Try it:
The required result is the number of lines below that hold the word "each", stated without anything else.

Records for the exercise:
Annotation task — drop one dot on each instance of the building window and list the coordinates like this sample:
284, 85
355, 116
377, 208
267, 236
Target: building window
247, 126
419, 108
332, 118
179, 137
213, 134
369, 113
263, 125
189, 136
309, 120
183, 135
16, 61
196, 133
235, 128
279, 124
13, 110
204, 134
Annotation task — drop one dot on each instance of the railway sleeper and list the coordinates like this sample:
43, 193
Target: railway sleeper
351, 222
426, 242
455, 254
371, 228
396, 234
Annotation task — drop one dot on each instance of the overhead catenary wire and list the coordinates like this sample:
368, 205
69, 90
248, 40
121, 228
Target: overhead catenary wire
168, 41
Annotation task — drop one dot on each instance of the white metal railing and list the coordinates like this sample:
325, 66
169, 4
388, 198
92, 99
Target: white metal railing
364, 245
==
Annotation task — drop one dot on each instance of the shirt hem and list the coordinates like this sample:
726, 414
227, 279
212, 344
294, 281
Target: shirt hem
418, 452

Answer for this exercise:
5